**The task:** Write out, word for word, the part of the listing below that opens with the line containing "Target: grass field" and closes with the line containing "Target: wind turbine", keeping both of those lines and adding no others.

^^^^^^^^^^^^^^^^

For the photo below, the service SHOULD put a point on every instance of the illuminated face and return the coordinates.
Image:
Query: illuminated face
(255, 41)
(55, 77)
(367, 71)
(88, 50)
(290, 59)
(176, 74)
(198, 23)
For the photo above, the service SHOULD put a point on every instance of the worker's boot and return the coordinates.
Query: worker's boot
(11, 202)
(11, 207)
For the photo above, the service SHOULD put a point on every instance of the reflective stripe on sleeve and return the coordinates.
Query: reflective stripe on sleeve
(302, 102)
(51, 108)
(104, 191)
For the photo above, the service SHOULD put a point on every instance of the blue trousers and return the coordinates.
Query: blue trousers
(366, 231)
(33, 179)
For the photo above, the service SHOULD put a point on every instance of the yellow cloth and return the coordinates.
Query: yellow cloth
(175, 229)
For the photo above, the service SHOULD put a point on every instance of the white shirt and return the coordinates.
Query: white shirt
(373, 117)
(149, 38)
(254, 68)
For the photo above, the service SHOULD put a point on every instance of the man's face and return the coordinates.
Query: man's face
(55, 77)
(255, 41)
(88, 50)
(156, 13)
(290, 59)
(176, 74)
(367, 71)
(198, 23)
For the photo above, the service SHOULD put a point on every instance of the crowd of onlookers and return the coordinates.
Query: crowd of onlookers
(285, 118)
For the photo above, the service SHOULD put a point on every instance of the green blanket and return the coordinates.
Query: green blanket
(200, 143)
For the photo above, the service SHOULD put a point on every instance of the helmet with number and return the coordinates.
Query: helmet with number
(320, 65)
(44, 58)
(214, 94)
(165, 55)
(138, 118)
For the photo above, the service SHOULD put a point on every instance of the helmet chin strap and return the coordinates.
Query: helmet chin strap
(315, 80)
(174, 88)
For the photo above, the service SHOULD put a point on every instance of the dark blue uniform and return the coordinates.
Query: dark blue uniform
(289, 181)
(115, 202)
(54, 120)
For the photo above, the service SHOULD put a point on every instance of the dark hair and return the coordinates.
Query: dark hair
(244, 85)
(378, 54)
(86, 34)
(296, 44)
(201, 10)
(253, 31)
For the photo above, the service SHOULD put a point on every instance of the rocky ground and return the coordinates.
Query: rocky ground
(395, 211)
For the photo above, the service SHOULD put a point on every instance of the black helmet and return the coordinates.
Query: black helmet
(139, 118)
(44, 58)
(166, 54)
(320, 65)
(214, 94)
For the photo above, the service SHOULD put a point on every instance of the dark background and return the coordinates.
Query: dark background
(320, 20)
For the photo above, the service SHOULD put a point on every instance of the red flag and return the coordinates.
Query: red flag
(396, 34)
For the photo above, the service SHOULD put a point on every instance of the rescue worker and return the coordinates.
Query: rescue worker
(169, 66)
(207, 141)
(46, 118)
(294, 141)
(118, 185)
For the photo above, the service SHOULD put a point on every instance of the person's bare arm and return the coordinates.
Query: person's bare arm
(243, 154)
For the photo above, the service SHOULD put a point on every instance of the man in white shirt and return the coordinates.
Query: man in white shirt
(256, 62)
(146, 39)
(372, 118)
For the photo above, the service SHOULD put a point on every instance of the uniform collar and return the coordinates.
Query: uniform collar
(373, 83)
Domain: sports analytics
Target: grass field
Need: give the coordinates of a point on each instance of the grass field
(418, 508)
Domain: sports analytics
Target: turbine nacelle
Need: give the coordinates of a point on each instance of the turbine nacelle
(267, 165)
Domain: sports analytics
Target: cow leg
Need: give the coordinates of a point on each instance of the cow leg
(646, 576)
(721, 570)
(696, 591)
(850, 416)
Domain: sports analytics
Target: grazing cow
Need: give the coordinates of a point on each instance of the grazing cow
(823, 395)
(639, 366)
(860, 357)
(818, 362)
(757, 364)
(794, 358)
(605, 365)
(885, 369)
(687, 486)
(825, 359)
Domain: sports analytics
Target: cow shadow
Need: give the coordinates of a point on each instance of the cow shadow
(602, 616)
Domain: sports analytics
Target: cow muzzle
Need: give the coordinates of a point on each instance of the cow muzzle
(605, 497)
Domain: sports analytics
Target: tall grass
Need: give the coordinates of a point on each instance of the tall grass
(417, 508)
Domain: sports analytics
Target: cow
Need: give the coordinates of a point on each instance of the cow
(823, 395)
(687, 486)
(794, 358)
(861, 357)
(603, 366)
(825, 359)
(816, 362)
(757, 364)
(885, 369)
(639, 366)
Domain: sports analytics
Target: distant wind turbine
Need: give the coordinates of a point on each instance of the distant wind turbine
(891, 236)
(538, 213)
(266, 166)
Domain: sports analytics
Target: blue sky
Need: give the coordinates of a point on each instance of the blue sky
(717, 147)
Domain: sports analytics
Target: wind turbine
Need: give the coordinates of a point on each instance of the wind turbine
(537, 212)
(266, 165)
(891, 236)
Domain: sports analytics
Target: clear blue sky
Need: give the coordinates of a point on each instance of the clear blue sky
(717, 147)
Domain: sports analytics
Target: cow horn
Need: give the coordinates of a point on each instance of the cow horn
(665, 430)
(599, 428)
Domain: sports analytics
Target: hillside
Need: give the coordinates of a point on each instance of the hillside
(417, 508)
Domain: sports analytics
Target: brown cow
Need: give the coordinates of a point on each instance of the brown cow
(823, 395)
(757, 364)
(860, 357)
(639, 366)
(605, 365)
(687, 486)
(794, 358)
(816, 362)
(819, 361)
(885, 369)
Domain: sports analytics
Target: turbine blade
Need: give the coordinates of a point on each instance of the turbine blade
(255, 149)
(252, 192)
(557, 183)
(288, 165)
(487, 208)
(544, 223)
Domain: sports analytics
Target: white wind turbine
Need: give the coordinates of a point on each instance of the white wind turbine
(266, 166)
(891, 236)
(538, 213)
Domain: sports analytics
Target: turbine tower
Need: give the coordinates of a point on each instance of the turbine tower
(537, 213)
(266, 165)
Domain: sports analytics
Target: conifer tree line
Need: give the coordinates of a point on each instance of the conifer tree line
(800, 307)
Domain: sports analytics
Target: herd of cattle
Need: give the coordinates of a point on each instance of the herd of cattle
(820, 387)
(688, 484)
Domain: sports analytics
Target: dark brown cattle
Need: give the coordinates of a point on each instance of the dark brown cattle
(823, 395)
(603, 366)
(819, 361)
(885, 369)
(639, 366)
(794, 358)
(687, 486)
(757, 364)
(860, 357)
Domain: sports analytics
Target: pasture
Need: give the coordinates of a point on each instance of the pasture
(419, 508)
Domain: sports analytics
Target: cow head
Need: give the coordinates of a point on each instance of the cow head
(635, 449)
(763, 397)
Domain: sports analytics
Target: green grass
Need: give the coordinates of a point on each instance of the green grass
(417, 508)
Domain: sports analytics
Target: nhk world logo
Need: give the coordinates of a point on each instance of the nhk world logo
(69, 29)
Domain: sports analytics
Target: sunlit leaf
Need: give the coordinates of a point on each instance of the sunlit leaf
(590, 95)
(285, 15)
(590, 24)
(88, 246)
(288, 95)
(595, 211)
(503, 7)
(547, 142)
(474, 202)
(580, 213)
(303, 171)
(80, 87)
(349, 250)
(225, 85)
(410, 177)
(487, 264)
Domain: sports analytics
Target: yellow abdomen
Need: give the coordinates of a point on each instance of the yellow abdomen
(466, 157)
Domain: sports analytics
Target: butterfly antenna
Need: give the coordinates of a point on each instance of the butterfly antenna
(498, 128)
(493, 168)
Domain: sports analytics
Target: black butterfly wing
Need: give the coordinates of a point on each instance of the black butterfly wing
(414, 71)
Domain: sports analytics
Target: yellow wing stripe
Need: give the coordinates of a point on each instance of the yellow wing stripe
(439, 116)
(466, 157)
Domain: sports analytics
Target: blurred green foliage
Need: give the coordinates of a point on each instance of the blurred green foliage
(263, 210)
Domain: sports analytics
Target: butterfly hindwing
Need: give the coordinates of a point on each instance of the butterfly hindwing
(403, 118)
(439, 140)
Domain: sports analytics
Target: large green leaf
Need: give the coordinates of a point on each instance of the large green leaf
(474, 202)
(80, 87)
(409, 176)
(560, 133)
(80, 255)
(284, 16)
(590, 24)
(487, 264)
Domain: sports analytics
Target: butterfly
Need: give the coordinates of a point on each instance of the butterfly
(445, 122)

^^^^^^^^^^^^^^^^

**Task answer:**
Target: grass field
Need: give the coordinates of a point on each instance of the grass field
(418, 508)
Domain: sports analytics
Target: turbine nacelle
Need: give the coordinates of a point on each instance of the turbine nacelle
(267, 165)
Domain: sports analytics
Target: cow leg
Need: give the coordinates of a point on each instance of the cow leg
(646, 576)
(721, 570)
(696, 591)
(850, 416)
Domain: sports analytics
Target: grazing cow
Need: give the coordinates of a point on each instance of the grazing cow
(823, 395)
(639, 366)
(860, 357)
(818, 362)
(757, 364)
(794, 358)
(605, 365)
(885, 369)
(687, 486)
(825, 359)
Domain: sports analytics
Target: cow shadow
Need: give the coordinates of a point on each instance of the cow shadow
(602, 616)
Domain: sports analytics
Target: cow muzzle
Need: give the coordinates of a point on each instance of the cow muzzle
(605, 497)
Domain: sports analytics
Target: tall grass
Need: give the coordinates of a point on each instance of the tall grass
(417, 508)
Domain: sports analytics
Target: cow
Need: give the coordinates of a point on each instance of the cow
(823, 395)
(687, 486)
(794, 358)
(861, 357)
(603, 366)
(825, 359)
(816, 362)
(757, 364)
(885, 369)
(639, 366)
Domain: sports analytics
Target: distant wind turbine
Need: give the coordinates of a point on each instance of the distant wind turbine
(891, 236)
(538, 213)
(266, 166)
Domain: sports analytics
Target: blue sky
Need: give the coordinates of a point on each instance of the blue sky
(717, 147)
Domain: sports analytics
Target: wind turbine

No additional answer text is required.